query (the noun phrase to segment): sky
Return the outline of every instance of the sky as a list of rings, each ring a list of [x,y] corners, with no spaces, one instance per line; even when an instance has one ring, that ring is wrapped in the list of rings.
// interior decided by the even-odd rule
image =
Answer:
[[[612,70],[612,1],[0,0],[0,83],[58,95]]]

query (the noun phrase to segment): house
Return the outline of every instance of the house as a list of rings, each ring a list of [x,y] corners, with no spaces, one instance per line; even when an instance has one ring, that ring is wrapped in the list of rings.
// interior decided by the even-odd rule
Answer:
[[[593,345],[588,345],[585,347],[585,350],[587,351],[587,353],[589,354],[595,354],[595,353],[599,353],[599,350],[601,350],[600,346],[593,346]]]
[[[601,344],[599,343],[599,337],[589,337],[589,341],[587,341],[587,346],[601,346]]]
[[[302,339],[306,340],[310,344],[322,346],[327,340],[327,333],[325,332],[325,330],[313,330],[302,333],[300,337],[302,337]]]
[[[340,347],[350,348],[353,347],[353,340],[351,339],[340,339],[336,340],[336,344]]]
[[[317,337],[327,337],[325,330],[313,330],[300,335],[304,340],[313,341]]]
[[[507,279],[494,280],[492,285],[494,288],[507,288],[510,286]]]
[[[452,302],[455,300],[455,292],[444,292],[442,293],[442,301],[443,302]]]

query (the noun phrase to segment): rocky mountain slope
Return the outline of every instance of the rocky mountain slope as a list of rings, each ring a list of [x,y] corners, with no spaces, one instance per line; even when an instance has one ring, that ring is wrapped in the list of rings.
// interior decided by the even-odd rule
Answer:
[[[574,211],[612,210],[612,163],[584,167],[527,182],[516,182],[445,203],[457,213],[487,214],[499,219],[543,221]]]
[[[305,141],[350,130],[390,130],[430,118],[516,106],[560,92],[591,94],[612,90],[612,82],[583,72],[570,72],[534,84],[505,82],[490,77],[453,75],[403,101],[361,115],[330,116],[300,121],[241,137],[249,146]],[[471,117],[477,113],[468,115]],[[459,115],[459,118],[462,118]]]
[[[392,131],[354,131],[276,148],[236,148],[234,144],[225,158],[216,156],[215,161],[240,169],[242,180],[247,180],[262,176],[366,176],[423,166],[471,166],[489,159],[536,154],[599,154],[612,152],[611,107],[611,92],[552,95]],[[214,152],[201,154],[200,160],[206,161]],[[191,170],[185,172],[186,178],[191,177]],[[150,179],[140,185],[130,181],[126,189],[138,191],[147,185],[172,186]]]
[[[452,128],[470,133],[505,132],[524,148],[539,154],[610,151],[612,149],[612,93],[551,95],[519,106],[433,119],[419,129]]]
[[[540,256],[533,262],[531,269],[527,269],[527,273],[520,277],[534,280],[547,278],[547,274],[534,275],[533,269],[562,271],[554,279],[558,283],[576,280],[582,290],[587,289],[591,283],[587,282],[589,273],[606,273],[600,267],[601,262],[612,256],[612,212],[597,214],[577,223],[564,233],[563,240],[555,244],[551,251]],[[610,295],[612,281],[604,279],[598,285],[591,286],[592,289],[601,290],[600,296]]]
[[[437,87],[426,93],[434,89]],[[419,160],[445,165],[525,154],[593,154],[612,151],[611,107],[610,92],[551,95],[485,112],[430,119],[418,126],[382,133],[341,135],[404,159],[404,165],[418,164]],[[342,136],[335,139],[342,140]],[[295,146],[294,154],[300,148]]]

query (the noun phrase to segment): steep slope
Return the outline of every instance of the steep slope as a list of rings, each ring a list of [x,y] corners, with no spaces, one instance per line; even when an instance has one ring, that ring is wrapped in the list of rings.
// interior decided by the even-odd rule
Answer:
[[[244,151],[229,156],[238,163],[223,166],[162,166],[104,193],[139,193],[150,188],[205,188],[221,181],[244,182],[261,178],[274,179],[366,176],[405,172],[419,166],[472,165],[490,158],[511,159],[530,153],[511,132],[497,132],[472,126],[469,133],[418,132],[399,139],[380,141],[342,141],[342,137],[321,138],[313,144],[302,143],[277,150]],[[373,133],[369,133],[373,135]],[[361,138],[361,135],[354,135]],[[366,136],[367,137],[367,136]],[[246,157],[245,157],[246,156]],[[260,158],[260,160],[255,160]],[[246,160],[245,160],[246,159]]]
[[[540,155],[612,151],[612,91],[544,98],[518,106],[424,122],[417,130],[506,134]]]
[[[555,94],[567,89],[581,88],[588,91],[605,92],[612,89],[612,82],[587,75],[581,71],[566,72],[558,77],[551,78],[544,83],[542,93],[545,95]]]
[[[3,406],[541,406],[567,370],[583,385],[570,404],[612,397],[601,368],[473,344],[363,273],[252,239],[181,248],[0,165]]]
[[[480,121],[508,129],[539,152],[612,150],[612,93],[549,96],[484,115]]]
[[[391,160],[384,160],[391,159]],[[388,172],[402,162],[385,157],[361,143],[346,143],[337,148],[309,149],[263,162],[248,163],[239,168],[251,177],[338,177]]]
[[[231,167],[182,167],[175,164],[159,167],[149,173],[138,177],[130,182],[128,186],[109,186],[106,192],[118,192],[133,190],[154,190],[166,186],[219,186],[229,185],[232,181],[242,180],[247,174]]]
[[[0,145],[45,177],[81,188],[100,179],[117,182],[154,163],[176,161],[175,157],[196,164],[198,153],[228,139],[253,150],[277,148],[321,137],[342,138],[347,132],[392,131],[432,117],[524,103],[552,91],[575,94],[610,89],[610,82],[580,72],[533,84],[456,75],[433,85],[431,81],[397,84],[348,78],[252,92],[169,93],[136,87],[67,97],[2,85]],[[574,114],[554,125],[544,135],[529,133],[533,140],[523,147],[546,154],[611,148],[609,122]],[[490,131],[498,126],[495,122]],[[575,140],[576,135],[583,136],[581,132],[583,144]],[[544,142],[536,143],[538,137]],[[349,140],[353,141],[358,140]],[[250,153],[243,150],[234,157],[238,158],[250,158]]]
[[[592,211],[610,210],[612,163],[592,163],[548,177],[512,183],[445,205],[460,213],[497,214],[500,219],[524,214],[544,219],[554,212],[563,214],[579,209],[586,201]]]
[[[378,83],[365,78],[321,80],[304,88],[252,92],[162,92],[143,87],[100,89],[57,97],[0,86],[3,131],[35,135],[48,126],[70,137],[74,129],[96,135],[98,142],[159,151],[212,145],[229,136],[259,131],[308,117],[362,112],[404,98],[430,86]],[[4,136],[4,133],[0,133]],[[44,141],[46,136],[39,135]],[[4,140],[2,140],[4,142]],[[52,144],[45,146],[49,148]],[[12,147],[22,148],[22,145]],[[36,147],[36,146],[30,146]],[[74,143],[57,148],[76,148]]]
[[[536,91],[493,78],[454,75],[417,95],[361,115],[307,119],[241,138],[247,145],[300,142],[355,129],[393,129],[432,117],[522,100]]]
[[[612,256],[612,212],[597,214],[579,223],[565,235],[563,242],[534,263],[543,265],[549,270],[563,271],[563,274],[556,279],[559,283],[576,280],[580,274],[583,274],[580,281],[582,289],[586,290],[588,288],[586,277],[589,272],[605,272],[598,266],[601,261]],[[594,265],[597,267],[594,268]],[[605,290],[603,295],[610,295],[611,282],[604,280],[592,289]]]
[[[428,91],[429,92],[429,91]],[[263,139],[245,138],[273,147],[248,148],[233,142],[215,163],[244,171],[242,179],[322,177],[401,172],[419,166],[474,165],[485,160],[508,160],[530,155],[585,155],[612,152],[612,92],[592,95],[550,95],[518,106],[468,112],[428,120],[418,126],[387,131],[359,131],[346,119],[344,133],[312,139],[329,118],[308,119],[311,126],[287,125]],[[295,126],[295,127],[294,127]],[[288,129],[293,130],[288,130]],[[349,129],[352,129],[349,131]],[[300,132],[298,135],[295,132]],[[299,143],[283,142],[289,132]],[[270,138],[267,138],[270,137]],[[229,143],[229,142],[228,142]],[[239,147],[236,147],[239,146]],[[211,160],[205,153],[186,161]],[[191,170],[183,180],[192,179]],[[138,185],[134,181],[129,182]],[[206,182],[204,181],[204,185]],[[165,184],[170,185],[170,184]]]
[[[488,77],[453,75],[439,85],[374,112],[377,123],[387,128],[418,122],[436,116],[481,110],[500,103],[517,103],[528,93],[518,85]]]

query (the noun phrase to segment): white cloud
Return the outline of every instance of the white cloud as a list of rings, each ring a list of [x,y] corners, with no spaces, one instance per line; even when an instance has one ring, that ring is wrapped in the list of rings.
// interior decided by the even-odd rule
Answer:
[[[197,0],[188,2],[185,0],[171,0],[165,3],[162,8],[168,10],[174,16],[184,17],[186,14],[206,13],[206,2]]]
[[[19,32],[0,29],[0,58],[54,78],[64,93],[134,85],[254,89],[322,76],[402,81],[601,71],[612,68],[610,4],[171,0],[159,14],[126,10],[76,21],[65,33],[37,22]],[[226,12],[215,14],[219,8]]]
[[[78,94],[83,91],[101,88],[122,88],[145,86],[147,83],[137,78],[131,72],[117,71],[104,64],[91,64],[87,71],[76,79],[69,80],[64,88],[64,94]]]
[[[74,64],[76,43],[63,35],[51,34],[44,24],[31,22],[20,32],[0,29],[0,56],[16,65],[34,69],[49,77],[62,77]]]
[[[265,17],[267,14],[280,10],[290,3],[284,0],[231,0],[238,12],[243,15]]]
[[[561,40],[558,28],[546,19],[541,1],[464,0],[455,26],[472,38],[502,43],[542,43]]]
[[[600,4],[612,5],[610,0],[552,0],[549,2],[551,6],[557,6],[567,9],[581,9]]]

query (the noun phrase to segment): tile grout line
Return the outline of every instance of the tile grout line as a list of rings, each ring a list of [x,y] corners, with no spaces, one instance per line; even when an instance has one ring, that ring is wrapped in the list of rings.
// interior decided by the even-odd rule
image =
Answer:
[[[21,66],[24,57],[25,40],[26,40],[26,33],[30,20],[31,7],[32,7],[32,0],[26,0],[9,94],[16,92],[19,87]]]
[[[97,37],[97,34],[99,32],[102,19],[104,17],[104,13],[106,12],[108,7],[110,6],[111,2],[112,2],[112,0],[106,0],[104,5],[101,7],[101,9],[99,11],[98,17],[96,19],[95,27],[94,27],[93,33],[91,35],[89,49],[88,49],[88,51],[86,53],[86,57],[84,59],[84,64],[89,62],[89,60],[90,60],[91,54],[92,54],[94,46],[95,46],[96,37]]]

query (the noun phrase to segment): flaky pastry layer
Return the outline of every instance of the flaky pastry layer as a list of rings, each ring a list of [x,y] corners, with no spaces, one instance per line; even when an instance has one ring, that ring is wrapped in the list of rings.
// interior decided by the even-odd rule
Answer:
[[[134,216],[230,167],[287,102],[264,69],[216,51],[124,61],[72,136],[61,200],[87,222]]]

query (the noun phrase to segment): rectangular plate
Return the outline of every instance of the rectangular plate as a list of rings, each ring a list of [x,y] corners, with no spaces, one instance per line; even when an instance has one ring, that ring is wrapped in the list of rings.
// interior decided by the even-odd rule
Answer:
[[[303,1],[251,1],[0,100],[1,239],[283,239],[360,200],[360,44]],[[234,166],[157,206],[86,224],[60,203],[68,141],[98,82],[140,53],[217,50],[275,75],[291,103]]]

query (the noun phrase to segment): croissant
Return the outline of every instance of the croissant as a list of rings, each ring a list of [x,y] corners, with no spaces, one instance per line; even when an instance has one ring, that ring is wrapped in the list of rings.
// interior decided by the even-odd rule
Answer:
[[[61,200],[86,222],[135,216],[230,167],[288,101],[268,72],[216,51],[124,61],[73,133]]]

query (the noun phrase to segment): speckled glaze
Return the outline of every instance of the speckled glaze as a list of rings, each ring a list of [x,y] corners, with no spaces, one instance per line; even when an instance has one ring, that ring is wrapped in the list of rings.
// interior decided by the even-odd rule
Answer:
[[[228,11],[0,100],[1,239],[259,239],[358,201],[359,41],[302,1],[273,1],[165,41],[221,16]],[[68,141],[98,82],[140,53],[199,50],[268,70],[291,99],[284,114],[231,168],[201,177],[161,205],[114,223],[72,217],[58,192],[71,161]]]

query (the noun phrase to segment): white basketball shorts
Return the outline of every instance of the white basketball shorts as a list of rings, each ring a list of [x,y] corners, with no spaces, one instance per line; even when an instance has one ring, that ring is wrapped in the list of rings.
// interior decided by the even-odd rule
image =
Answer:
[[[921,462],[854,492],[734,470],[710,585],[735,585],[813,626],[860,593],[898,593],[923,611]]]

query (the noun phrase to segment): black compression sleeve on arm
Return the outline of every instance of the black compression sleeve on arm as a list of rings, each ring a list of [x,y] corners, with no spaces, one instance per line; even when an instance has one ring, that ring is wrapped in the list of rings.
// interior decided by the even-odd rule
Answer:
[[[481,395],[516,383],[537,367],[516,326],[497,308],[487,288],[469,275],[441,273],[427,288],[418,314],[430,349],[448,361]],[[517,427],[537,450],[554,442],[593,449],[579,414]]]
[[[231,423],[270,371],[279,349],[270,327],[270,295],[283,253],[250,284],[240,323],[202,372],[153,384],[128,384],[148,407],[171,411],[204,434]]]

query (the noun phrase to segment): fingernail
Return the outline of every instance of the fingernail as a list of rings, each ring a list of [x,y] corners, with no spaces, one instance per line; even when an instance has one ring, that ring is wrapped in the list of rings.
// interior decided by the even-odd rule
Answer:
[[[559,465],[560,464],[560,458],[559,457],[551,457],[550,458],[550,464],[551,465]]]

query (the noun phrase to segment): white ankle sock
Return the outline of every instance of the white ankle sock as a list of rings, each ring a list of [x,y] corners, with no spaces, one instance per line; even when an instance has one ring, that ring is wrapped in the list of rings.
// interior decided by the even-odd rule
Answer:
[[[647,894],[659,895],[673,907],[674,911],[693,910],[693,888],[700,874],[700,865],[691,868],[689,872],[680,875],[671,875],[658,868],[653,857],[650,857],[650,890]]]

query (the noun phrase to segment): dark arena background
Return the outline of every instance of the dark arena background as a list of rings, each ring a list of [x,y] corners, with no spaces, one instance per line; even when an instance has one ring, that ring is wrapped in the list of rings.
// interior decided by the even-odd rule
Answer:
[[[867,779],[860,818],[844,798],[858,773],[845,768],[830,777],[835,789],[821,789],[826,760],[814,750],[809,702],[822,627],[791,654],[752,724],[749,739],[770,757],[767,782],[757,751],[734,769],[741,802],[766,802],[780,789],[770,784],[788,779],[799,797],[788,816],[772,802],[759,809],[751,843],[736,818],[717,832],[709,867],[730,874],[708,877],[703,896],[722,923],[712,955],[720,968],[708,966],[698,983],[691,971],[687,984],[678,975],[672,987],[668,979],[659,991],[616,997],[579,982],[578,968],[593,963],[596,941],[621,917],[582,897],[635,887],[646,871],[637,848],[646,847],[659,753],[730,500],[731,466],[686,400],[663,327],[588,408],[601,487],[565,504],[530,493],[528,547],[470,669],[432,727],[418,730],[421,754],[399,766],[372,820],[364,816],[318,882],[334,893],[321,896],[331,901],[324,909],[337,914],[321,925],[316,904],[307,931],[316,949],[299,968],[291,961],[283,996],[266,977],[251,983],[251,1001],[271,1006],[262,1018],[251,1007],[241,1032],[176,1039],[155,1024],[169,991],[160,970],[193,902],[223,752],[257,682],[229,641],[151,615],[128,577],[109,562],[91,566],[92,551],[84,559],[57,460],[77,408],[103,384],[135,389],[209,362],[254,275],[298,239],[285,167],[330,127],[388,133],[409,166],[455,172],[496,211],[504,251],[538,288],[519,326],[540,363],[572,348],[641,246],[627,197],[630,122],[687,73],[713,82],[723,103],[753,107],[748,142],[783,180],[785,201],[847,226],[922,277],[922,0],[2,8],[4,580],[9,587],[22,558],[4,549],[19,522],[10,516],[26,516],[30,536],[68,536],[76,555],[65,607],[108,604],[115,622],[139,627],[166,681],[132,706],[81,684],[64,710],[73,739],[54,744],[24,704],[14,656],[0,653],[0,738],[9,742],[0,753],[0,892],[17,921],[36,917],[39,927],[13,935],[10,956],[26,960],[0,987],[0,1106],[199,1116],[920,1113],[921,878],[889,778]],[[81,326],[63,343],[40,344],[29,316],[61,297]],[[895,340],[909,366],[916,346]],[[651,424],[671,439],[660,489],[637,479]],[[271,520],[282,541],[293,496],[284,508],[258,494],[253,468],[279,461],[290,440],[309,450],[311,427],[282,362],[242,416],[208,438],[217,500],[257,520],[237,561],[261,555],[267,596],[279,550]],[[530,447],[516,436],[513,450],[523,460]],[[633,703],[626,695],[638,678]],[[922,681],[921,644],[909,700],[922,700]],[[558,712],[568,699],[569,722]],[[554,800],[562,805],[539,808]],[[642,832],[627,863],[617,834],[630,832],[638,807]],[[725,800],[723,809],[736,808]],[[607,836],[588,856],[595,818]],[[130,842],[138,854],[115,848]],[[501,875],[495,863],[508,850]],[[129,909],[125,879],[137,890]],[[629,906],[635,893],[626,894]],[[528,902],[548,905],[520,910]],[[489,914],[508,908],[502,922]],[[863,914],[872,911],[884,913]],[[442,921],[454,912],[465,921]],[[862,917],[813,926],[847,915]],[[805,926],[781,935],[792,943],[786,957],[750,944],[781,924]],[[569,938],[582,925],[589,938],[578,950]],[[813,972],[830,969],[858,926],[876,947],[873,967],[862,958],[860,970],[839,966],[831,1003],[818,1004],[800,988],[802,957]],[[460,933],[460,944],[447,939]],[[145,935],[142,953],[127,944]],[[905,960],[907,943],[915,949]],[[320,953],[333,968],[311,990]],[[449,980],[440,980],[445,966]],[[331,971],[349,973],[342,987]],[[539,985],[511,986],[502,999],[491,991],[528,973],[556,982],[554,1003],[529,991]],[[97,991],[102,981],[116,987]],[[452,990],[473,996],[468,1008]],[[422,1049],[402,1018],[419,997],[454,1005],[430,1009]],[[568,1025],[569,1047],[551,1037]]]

•••••

[TASK BRIEF]:
Return exactly, and only, the lines above starting at the line that contains "query (the noun phrase to segment): flaky" and ending at the line that contains "query (the noun phrase to segment): rectangular".

[OUTPUT OF THE EXERCISE]:
query (the noun phrase to segment): flaky pastry layer
Return the outline of every instance of the flaky pastry layer as a list of rings, each ring a list of [x,y] corners, with no spaces, one instance per line; even when an instance has one ring, that ring is wrapped in the list of rings.
// interior decided by the even-odd rule
Answer:
[[[134,216],[230,167],[287,102],[264,69],[216,51],[124,61],[72,136],[61,200],[87,222]]]

query (the noun phrase to segment): rectangular plate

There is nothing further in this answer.